- [Excerpt to read]:
###

It was partly up to the lighting designer Aideen Malone (who is also nominated for an Olivier alongside the video designer Roland Horvath and sound designer Adam Fisher) to bring the trees to life. “It was no small feat,” she says with a smile. “When I go for a dog walk in the woods, I can no longer see woodland in the same way. I’ve never worked on a project that was so organic and so reliant on the build and on lighting to make it work. Tom was afraid there wouldn’t be enough foliage; I was afraid there would be too much.”
Her backlighting creates great shafts of light that pierce the space, and deep shadows and smoke that surround the characters. But even with those transforming effects, the level of detail is astonishing. The trees are made from metal and fibreglass, with extravagant foliage attached. To create the patterns of the bark, Richard Nutbourne, of Scenic Studio, went out into real woods to cast moulds. The care seeps down to every level. Grandmother’s house, where Red and her grandmother are eaten by the wolf before emerging dripping with stage gore, has a Neighbourhood Watch sticker on the outside, fairytale ornaments in each window and a broken CCTV camera on the porch.
Nowhere is the attention more precise than in the puppets designed by Cheryl “Chuck” Brown and Max Humphries, with Scutt. Humphries has known Scutt since their training at the Royal Welsh College of Music and Drama, where Brown also studied. They’ve been making puppets together for 20 years as Unit 9, and this is their second Into the Woods (the first was at the Châtelet in Paris in 2014) so they are well aware of the pitfalls.
They know, for example, that there are websites devoted to “Low-Budget Milky Whites” and “Cursed Milky Whites” – studies of the cows that have failed. When Scutt came up with the idea of making the character a much-loved toy, manipulated by Jo Foster who plays Jack (Olivier nominated for best actor in a supporting role in a musical), they used all their ingenuity to make sure the concept was a success.

###

- [Supplied records]:
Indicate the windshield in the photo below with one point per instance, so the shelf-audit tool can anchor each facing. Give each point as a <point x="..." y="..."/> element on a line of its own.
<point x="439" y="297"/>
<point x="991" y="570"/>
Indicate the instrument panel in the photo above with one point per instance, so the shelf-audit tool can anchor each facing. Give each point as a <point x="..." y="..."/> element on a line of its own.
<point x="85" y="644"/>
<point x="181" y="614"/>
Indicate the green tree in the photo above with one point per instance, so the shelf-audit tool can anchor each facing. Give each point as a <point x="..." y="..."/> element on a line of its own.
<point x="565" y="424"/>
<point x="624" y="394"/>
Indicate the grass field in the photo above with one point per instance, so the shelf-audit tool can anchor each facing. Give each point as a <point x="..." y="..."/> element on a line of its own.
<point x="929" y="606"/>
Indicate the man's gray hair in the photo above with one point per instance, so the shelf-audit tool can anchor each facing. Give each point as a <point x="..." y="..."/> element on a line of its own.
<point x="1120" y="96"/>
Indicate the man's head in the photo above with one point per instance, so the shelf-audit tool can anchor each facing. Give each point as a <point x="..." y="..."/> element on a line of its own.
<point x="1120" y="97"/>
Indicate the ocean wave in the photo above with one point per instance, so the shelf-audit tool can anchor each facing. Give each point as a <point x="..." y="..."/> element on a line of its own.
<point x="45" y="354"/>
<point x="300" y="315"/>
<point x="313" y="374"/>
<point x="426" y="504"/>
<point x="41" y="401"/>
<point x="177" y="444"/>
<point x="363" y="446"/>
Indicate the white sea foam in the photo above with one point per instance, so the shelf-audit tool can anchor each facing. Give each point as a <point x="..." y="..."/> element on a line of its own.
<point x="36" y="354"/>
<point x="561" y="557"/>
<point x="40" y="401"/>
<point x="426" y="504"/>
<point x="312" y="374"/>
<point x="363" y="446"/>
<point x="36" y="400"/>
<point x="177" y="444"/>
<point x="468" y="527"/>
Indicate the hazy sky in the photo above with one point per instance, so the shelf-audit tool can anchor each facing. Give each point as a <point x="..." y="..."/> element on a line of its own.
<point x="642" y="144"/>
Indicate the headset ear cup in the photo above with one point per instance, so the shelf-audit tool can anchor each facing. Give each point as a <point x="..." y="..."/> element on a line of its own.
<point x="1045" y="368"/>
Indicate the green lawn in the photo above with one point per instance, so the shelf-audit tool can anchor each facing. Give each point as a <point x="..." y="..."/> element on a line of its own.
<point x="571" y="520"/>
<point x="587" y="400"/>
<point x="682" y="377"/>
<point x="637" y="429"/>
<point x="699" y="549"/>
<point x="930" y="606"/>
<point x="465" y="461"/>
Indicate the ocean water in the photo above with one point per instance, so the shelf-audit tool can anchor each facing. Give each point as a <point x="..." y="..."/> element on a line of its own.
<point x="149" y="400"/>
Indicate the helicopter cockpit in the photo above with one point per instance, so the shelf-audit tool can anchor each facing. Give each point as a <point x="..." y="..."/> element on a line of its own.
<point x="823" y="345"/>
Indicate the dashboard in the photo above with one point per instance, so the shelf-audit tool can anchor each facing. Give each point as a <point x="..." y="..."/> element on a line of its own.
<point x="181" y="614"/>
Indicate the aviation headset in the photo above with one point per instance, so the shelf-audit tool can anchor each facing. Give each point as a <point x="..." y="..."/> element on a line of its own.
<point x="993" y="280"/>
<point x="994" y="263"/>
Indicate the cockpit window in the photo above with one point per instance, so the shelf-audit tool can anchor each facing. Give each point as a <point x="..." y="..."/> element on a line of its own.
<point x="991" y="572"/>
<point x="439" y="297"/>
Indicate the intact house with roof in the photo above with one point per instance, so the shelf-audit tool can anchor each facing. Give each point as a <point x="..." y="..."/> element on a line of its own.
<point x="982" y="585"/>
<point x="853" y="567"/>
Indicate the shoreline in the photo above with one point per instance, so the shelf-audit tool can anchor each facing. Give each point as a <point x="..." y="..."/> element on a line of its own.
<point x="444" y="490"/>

###

- [Exercise task 1]:
In two sentences, summarize the passage about the design of Into the Woods.
- [Exercise task 2]:
Carry on the passage about the design of Into the Woods from where it stops.

- [Expected output 1]:
Lighting designer Aideen Malone, nominated for an Olivier, used backlighting, shadows and smoke to bring the production's trees to life, and the trees and Grandmother's house were built in great detail, down to bark patterns cast from moulds taken in real woods. The most precise attention went into the puppets designed by Cheryl "Chuck" Brown and Max Humphries with Scutt, who drew on a previous Into the Woods to avoid the pitfalls of failed Milky Whites and made the cow a much-loved toy handled by Jo Foster.

- [Expected output 2]:
Brown found an old teddy bear plush fabric to cover the structure, and then applied every stain by hand. “We also ran it through the rock polisher,” she says. “And added some teabags.” The problem, explains Humphries, was “to make it look completely worn and falling apart but actually have it handcrafted and strong enough to last the entire tour.”

‘The care seeps down to every level’: Gracie McGonigal, playing Little Red Ridinghood, gets ready backstage
His responsibility is mainly the mechanics, which came into play when crafting the birds who talk to Cinderella and which were built with reprogrammed mechanisms from a twitching cat toy. The robin that sits on Cinderella’s hand was one of the smallest puppets they have ever made, with fine wheels built into its body so the act of stroking it makes the head turn and tail flutter. Brown delicately painted its felt wings. “That’s not going to be visible to anyone in the audience, but it is going to be visible to Cinderella when she picks it up,” says Humphries. “It builds a richness into the world that makes the character or the prop more believable.”
From the start Scutt wanted his designs to be clear so that the audience understands what is going on. “It sounds strange to say this, but I almost don’t mind what it ends up looking like. I am more interested in making sure that the ideas are connected across the whole project.”
His costumes are textured and unusually real; the Baker and his wife get grubbier and tattier during their three nights in the woods. “It’s easy to produce a fairytale image that doesn’t have root in the person. We need to show that degradation and that journey so you connect and emphasise with the characters and what they are going through. Our intention was to hand over to the company all these little signposts that gave them something to root the characters in.”
Reality is the key to Fein’s production, reflected in performances that have earned five Olivier nominations and in the motivation for a team of creatives that fills pages of the programme. When the movement director Jenny Ogilvie was working with Kate Fleetwood’s Witch, she took her cue from designs that make her bald and covered in droopy pouches, with a twisted corset that affects her physicality. When she is transformed into a beauty, the movement expands too.
“The key to it was working with sudden changes,” she says. “We looked at references like John Lydon in the Sex Pistols, or the [drag] performer Christeene and Little Edie with her headscarf, and Katharine Hepburn when she was older. They all have this kind of performative high tone, and a sudden fierceness.”
For a show that looks so dramatically beautiful, an immense effort went into a very quiet opening, where characters gather around a raised table on a monochrome stage. As Michael Gould’s mysterious narrator wanders on and mumbles “Once upon a time” they rapidly reveal their interlocking stories in what Ogilvie describes as “an exquisite piece of clockwork”.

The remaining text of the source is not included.